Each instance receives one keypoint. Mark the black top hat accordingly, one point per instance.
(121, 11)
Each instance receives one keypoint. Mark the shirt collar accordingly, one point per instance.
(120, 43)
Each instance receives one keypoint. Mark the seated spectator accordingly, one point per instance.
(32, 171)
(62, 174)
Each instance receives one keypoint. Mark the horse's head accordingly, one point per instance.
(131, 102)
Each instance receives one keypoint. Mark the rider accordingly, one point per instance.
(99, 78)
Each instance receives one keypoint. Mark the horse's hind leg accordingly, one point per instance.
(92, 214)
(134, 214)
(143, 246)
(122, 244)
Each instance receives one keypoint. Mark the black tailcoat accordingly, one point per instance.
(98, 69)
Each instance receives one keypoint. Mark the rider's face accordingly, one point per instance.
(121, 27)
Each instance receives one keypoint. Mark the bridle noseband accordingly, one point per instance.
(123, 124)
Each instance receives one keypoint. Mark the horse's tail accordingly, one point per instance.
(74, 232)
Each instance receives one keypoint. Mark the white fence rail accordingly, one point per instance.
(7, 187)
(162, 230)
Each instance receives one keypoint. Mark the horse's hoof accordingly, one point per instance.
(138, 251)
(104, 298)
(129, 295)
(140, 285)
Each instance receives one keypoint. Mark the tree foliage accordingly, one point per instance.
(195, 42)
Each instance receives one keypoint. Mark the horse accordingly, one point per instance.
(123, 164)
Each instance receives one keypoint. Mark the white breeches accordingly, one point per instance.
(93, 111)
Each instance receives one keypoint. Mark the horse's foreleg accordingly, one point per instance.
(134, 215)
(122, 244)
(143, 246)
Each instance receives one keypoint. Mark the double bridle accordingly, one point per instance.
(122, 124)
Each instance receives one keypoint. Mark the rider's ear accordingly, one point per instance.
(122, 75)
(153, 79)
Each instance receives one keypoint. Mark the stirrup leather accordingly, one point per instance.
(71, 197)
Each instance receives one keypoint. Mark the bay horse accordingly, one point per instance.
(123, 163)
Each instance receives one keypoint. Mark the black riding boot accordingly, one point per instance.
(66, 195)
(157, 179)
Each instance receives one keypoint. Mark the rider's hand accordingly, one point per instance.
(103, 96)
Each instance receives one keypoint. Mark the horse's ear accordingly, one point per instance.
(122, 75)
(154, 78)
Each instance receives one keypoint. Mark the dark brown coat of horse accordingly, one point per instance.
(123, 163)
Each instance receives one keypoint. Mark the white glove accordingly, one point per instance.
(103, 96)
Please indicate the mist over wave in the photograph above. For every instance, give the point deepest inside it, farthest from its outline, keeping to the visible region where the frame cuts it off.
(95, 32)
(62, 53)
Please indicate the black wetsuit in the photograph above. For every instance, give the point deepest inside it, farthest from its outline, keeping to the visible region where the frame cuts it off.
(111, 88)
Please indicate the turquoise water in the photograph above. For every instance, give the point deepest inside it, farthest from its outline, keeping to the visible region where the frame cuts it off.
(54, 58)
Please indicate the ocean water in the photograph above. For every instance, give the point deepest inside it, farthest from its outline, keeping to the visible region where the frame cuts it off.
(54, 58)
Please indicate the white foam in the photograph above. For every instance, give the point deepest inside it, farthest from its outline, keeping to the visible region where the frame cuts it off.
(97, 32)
+-------+
Brief =>
Your answer must consist only of the lines from the one containing "Each instance receives one keypoint. Mark the stirrup" through the last line of the data above, both included, exactly as written.

Reply =>
Each instance receives one keypoint. Mark the stirrup leather accordingly, one point per instance.
(71, 197)
Each instance receives one keypoint. Mark the bay horse accordingly, one point per instance.
(123, 163)
Each instance receives one keypoint. Mark the black riding boot accordingly, one point per instance.
(66, 195)
(157, 179)
Each instance receives one keypoint. Mark the rider's hand accordingly, one point per instance.
(103, 96)
Each instance receives one keypoint. Mark the horse's ear accordingly, one point per instance.
(122, 75)
(154, 78)
Each instance receives one keypoint. Mark the dark brown coat of horse accordingly, one point per instance.
(123, 163)
Each instance receives one keypoint. Mark the white glove accordingly, one point per instance.
(103, 96)
Please indicate the mist over wave in the photograph above. For every instance, give the point deepest inside it, farthest from its outline, keeping to the visible region where the frame cuts it off.
(95, 32)
(62, 53)
Please indicate the black wetsuit in the photograph above. For every instance, give the point deepest inside it, farthest from its outline, keeping to the visible region where the frame cuts it off.
(111, 88)
Please indicate the turquoise water in the photograph above. For every instance, give the point deepest inside it, farthest from its outline, keeping to the visible region where the frame cuts it off.
(54, 58)
Please indicate the ocean water in the photograph above. For every instance, give the point deepest inside it, farthest from its outline, keeping to the visible region where the frame cuts it off.
(54, 58)
Please indicate the white foam in the photograph above. For every instance, give the point deepest inside it, farthest from its outline, keeping to the visible region where the frame cuts it off.
(97, 32)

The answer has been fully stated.